*Task to carry out*
Repeat the listing exactly, line by line.

___

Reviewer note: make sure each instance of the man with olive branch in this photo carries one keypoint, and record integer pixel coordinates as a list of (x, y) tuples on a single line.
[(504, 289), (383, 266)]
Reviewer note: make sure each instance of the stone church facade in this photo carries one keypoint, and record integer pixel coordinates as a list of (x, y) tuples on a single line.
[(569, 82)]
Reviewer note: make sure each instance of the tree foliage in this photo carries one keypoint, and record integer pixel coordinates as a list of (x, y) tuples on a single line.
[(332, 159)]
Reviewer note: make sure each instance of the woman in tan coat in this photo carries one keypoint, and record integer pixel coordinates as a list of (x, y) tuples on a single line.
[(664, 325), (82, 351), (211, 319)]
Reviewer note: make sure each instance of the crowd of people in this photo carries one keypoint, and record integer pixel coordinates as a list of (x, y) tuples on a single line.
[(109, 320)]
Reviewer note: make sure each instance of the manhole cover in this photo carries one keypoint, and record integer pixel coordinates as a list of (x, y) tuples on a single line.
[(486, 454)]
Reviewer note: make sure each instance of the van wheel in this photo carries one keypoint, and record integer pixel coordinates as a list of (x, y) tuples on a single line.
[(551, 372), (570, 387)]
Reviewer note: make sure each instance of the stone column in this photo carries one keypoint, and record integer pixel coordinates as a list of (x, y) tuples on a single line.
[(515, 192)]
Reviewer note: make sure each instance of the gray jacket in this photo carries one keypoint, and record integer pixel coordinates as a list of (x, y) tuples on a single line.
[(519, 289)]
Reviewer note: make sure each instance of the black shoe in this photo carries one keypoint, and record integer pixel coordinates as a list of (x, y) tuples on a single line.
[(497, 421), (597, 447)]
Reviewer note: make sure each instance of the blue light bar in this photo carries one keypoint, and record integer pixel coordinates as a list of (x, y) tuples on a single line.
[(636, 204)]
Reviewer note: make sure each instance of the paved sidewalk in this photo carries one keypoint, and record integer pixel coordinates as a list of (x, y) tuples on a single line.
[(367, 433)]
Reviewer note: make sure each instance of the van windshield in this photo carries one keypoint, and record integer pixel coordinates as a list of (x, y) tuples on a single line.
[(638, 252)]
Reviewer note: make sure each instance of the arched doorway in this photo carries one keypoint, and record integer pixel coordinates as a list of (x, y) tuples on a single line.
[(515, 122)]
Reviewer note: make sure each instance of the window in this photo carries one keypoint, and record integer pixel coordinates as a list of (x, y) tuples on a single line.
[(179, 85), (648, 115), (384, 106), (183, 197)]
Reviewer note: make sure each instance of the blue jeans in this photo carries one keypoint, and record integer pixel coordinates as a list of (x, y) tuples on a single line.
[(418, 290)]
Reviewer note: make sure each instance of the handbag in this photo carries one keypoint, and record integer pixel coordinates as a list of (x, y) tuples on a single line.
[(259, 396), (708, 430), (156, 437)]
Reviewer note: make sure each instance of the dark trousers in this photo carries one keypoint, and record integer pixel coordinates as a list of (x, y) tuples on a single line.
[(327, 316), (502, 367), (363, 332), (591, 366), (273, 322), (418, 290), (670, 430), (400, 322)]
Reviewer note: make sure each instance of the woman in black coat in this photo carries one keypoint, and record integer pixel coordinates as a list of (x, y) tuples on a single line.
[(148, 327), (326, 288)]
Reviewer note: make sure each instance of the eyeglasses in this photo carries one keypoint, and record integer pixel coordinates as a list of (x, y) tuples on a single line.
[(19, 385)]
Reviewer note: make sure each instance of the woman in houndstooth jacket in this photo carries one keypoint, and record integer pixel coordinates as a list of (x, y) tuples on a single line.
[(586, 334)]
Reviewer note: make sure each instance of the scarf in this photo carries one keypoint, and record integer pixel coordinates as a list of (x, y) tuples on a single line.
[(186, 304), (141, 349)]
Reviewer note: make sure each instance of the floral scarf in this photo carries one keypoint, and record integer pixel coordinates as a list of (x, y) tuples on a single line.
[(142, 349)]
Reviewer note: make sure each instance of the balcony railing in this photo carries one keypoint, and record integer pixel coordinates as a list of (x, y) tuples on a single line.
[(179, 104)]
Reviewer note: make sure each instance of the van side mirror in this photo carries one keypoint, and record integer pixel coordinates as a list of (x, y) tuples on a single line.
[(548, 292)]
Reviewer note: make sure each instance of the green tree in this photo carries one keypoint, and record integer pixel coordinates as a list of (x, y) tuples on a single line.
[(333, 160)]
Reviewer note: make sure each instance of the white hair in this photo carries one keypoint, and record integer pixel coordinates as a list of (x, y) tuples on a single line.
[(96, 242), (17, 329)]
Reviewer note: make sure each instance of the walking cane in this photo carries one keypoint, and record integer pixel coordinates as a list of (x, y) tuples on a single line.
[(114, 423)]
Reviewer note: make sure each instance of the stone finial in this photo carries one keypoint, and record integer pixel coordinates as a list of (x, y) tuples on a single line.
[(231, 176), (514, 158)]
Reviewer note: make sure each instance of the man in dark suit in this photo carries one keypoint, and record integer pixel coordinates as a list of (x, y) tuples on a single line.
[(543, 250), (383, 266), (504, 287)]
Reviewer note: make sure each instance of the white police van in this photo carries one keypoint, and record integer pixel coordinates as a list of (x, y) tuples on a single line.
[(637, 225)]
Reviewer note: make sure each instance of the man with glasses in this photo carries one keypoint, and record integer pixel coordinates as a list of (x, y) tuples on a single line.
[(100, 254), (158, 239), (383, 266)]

___

*Written response*
Reviewer note: make sure each instance of the man with olive branch in this photo carries one keypoint, and record integer pixel coordinates as a list of (x, y) tuples on a single line.
[(504, 289), (383, 266)]
Reviewer note: make sure each instance of the stone church facade in this photo carries one keypoint, and record integer pixel coordinates as a list of (x, y) tuples on a single line.
[(569, 82)]
Reviewer note: make sure each instance of the tree foliage in this photo carries one keypoint, and record integer pixel coordinates as a list of (x, y) tuples on a single line.
[(332, 159)]
Reviewer note: make sure each instance of the woman in tan coat in this photo carries one keypoint, and record integer pixel coordinates as a list of (x, y) tuples on a single line.
[(664, 325), (82, 351), (211, 319)]
Reviewer note: make sure each instance of the crowd of people in this photo carries one keypoint, and record integer pixel coordinates as a list of (x, y) tuples on a single line.
[(109, 320)]
Reviewer note: make sure each instance of the manhole cover in this photo carries one keypoint, and record integer pixel coordinates as a list of (x, y) tuples on a single line.
[(486, 454)]
Reviewer note: make sure each instance of the van wheel in this photo carries one keypoint, and record integer pixel coordinates as a list of (x, y) tuples on a single line.
[(551, 372), (570, 387)]
Reviewer note: make sure each instance of the stone column in this photo carries one keypoint, and record integer pixel coordinates as a list of (x, y) tuples on a single line.
[(515, 192)]
Reviewer note: make sure each instance of the gray jacket in this photo carries one keypoint, and record integer pixel coordinates as a list of (x, y) tuples on a single line.
[(519, 289)]
Reviewer note: make sure each instance of the black shoe in this photo carries one keypoint, and record integer pixel coordinates as a list of (x, y) tuples on a single line.
[(497, 421), (597, 447)]
Reviewer note: make sure each instance of the blue light bar in this photo carries one keypoint, and record integer pixel coordinates as a list of (x, y) tuples on a single line.
[(636, 204)]
Reviewer note: make sure each instance of the paved sidewalk in this photo carries one keypoint, and record integer pixel coordinates as a list of (x, y) tuples on a single line.
[(367, 433)]
Reviewer note: make sure each instance of the van windshield in this photo carries one keypoint, and record integer pixel coordinates as a list of (x, y) tuples on a single line.
[(638, 252)]
Reviewer note: make sure each instance of the arched doorway in this photo carries one keypoint, and record integer pixel coordinates as a list of (x, y) tuples on a single line.
[(515, 122)]
Reviewer note: make sure each instance of the window in this photo carries one keypoint, and record integer pixel coordinates as a list of (x, y) tuples on a single line.
[(179, 85), (648, 115), (384, 106), (183, 197)]
Reviewer note: make sure each instance of the blue jeans in this photo carries one keypoint, and record integer pixel coordinates as a list of (x, y) tuples on a single line.
[(418, 290)]
Reviewer note: make sure each instance of the handbag in this photo carries one keypoint, and record integer pixel coordinates as a list of (x, y) tuples on a single line.
[(259, 396), (708, 430), (156, 437)]
Reviewer note: make sure each instance of the dark trousers in this photo carries one keypoint, and record integer pixel coordinates as a list of (x, y) tuples on a single line.
[(327, 316), (502, 367), (363, 332), (591, 366), (273, 322), (418, 290), (670, 430), (400, 322)]
Reviewer note: make sure each instance of the woman in black coat in this photo carries one keypoint, and record integer pixel coordinates as a list of (x, y) tuples on a single line.
[(148, 327), (326, 288)]
Reviewer note: make sure each instance of the eyeglasses in this photo carries one keypoint, and record integer pixel coordinates as a list of (x, y) tuples on a single line.
[(19, 385)]
Reviewer note: make sure each instance of the woman in houndstooth jacket in this photo carries one keypoint, and record integer pixel coordinates as a list of (x, y) tuples on a single line.
[(586, 334)]
Reviewer note: make sure each instance of the scarf in this photo carries one keypoint, and record integer pixel coordinates as a list of (x, y) tuples on a single line.
[(186, 304), (141, 349)]
Reviewer note: make sure each instance of the floral scarf in this photo carries one keypoint, and record integer pixel coordinates as a list of (x, y) tuples on a single line.
[(142, 349)]
Reviewer note: make sure each instance of the balcony railing in this photo carries one keypoint, and record integer pixel coordinates as a list of (x, y) tuples on a single line.
[(179, 104)]
Reviewer note: make sure each instance of the van side mirror in this photo carries one keypoint, and record integer pixel coordinates as a list of (x, y) tuples on a single line.
[(548, 292)]
Reviewer note: make sure each instance of the green tree in this photo carries one keypoint, and record integer pixel coordinates as a list of (x, y) tuples on a single line.
[(333, 160)]
Reviewer note: make sure each instance of the white hair in this photo carries one keypoint, and record integer pixel coordinates as a list of (x, y) tuples on a single line.
[(96, 242), (17, 329)]
Reviewer note: make sure each instance of the walking cane in this photo carries one keypoint, and record integer pixel coordinates as a list of (x, y) tuples on a single line.
[(114, 423)]
Reviewer note: make sure each instance of the stone finial in this photo carries one keypoint, and record integer pixel coordinates as a list of (x, y) tuples on a single line.
[(231, 176), (514, 158)]
Reviewer note: make sure each instance of the man in dark suit in this photo carries one keypoint, and record integer pixel coordinates as a list of (x, y) tuples on a single line.
[(543, 250), (383, 266), (504, 287)]
Reviewer note: make sure each instance of the white police van in this photo carries one keypoint, and record integer pixel coordinates as a list of (x, y) tuples on a single line.
[(637, 225)]
Reviewer note: make sure each instance of the man with glasses in this photo carries one keypoint, and record integer pixel coordinates as a list of (x, y) tuples on a single line.
[(100, 254), (158, 239), (383, 266)]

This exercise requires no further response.